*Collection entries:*
┌────────

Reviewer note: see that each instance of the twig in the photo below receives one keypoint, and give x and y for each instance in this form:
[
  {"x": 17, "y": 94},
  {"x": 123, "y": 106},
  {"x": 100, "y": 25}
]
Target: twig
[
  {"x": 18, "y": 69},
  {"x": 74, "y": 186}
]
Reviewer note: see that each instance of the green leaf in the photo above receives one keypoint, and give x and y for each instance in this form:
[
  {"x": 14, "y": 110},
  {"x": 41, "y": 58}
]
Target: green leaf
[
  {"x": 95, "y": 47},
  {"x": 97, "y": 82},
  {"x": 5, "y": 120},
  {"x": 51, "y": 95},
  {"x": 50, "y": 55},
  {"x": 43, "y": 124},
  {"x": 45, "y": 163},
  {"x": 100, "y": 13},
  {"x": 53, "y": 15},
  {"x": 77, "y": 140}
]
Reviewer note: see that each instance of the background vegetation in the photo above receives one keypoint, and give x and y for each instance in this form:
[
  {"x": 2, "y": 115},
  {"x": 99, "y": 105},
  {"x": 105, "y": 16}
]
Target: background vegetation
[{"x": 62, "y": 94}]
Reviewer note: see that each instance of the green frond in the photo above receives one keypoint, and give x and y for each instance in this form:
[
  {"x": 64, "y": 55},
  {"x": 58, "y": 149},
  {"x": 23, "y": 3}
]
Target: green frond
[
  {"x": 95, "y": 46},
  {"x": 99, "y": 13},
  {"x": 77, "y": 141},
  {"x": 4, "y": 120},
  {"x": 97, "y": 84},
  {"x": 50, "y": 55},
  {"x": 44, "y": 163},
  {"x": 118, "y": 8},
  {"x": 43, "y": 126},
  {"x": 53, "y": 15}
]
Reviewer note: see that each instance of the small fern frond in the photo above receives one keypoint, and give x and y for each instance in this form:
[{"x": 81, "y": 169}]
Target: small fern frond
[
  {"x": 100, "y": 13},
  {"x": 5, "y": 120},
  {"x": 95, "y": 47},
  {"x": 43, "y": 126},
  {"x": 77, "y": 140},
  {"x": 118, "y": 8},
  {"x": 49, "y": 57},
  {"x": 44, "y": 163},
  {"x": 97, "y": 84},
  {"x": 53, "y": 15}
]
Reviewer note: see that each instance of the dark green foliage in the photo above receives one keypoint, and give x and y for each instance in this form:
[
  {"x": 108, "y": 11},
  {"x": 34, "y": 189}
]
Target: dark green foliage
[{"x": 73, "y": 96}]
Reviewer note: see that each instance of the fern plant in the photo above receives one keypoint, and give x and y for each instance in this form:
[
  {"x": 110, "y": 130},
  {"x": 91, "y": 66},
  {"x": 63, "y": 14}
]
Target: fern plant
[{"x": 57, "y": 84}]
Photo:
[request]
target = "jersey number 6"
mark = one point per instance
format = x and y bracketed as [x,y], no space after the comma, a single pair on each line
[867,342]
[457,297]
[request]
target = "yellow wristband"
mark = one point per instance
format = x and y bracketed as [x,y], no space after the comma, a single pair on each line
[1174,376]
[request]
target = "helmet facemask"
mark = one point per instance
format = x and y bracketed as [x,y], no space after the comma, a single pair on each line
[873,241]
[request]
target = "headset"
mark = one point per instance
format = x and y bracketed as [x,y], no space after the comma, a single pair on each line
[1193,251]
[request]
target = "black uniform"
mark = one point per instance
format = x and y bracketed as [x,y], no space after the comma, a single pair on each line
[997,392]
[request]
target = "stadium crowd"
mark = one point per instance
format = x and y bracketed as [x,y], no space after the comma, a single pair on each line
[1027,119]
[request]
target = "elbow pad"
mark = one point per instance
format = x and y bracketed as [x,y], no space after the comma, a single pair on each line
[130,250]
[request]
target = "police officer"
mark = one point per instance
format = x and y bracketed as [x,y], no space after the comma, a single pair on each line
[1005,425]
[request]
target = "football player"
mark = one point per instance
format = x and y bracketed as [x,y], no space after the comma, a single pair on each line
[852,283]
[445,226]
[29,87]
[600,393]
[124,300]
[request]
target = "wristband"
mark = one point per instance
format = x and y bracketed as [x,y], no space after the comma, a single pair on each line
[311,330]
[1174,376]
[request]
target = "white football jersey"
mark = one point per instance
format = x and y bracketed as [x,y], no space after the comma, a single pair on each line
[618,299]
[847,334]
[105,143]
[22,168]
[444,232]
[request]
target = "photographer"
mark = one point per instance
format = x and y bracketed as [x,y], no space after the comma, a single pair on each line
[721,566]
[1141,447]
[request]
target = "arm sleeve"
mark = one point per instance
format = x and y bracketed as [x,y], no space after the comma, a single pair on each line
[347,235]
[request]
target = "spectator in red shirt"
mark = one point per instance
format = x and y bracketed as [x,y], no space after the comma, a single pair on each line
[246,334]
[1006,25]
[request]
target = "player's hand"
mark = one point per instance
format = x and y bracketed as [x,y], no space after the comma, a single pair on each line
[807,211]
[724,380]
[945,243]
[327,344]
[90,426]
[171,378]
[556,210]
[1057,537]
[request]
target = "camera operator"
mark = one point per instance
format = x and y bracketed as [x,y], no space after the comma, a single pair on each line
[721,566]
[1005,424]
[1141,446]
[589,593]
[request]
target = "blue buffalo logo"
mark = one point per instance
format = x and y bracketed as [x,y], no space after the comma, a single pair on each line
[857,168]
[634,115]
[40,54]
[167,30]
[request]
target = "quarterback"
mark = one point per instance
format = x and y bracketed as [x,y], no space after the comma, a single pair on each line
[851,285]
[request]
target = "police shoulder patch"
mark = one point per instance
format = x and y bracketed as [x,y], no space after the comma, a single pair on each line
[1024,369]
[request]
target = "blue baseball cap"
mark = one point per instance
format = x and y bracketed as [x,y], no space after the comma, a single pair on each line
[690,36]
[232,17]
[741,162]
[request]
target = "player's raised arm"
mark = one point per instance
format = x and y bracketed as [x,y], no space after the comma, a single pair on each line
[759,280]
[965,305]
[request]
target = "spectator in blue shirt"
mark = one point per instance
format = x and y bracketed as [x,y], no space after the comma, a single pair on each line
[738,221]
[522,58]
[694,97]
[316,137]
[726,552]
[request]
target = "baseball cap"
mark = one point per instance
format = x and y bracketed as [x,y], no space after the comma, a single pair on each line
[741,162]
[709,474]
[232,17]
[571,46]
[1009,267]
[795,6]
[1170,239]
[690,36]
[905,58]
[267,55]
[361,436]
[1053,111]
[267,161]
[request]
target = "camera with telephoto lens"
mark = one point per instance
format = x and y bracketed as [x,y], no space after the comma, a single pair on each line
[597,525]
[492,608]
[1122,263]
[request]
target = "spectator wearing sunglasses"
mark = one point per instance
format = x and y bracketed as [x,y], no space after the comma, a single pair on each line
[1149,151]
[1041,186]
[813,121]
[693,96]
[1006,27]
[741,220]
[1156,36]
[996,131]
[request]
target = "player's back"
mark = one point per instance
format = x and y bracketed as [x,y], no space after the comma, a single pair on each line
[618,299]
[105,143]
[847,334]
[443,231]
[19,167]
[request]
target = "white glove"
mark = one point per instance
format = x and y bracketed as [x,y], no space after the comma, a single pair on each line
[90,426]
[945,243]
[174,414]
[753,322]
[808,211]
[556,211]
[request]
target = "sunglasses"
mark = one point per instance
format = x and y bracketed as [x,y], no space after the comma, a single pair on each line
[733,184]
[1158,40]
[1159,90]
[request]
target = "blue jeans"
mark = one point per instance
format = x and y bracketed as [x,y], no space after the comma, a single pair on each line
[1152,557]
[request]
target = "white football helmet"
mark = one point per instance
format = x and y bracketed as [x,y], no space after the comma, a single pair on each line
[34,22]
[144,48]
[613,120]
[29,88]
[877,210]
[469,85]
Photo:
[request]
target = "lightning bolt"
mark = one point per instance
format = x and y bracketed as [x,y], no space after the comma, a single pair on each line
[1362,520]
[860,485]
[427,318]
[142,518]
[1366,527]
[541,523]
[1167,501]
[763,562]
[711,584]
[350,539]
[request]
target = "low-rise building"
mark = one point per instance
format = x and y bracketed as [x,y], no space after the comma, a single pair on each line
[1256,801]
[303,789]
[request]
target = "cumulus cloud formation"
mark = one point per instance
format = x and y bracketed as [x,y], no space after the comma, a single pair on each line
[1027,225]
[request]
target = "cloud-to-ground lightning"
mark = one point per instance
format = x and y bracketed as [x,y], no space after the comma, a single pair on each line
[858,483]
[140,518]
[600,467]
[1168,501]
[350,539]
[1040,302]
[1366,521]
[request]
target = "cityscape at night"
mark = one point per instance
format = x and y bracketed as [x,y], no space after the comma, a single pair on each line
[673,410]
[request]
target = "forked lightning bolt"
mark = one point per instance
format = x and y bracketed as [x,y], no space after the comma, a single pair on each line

└────────

*WHAT IS EXPECTED:* For every line of the entries holding the string "lightning", add one to a tally; give the final figure only.

*ANSWER AREA:* 3